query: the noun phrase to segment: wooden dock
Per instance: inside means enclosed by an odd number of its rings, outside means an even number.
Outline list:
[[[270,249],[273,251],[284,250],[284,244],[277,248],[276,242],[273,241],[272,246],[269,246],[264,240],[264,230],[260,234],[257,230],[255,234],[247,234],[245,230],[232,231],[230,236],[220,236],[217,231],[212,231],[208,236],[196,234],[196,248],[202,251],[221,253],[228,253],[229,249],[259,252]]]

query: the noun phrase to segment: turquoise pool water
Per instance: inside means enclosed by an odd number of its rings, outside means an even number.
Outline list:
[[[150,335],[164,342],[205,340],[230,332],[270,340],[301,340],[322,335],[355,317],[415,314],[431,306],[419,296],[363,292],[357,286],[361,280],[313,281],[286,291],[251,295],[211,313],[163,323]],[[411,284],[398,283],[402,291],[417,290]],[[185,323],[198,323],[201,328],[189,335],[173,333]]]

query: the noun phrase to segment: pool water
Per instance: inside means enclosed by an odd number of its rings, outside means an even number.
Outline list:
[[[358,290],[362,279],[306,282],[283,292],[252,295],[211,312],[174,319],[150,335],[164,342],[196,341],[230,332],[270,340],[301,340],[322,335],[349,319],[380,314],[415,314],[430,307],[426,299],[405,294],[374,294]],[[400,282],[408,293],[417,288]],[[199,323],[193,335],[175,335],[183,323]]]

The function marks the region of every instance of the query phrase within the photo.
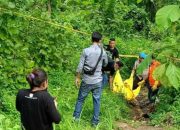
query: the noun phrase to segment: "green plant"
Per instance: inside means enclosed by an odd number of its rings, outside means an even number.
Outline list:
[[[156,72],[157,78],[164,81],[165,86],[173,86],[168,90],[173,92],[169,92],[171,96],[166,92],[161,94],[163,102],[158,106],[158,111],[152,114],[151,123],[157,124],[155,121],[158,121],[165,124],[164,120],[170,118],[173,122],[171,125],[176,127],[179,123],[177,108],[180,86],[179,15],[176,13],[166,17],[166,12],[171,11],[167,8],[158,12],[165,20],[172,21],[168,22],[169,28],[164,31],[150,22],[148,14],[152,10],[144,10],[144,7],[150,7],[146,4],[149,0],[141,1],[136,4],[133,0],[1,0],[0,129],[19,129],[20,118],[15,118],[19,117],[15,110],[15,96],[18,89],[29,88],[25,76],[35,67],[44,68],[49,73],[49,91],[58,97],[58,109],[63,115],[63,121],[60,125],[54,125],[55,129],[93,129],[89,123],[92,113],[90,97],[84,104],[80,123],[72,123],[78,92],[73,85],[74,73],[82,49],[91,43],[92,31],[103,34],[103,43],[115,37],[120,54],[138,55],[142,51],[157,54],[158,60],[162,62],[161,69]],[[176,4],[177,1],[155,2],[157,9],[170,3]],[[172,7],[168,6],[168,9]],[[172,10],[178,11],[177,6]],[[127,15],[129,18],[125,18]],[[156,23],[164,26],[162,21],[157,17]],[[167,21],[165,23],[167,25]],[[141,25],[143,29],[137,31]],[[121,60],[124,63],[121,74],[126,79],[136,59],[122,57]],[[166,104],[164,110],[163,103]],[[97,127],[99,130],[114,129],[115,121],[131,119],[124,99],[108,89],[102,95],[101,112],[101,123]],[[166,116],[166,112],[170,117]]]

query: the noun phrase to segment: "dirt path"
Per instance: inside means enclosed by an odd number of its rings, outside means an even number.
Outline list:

§ **What is required**
Go through the entries and copy every line with "water".

§ **Completed task**
query: the noun phrase to segment: turquoise pool water
query: the noun phrase to segment: pool water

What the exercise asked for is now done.